▸ **Task to carry out**
Tally the lines in the items below that contain the string "pink", treating uppercase and lowercase letters as different. Give only the number.
* Start Supplied information *
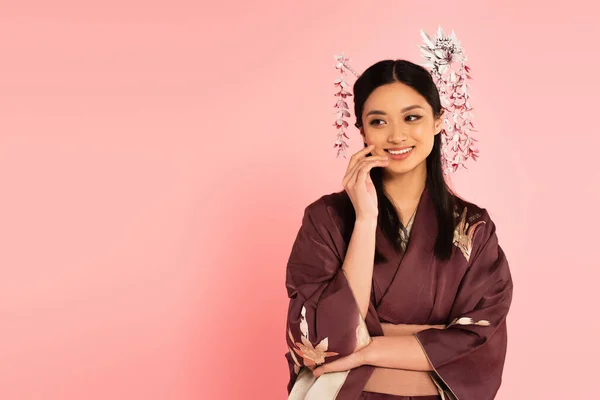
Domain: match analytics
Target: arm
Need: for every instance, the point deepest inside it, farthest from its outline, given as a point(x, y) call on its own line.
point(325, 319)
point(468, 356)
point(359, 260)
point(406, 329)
* End Supplied information *
* Start Supplied information *
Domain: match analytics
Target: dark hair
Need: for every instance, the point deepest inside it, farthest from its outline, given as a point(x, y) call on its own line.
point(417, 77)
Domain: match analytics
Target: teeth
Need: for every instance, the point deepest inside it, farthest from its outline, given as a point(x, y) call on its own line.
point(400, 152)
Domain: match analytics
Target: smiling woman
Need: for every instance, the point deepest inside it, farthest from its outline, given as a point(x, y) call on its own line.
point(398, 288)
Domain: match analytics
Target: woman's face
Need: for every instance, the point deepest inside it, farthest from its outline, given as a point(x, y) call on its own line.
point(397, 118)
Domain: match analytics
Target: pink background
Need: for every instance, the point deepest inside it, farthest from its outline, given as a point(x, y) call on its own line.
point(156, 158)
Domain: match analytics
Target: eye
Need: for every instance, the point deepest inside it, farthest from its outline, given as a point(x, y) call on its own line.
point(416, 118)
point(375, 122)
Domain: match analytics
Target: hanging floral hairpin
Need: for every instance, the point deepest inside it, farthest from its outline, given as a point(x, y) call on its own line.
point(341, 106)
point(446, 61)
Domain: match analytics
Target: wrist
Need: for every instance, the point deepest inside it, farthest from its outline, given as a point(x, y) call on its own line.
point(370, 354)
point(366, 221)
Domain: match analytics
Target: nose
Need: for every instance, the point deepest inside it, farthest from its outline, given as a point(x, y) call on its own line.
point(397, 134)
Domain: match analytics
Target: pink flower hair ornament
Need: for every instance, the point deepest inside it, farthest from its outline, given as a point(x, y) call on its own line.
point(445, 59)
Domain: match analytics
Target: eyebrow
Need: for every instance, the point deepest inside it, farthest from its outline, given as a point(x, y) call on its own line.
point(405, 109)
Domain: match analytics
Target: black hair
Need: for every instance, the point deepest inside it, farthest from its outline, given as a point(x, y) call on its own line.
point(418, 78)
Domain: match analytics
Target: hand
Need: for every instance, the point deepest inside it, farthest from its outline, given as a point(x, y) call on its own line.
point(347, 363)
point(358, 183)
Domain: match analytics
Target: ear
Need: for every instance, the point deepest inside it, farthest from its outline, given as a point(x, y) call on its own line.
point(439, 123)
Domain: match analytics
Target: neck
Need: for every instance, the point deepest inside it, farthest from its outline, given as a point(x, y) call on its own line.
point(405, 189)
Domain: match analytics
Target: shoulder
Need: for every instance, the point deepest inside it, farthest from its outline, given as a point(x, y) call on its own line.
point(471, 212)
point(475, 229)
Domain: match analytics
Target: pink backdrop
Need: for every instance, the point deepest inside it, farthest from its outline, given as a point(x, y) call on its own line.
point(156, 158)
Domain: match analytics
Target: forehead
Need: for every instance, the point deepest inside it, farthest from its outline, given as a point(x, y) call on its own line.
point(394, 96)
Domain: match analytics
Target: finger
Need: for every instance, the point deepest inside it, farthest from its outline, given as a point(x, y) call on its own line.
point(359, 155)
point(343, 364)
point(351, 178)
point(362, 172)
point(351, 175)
* End Supplied information *
* Start Supplied information *
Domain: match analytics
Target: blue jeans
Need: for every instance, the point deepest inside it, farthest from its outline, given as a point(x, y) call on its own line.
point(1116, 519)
* End Supplied information *
▸ **Exercise response**
3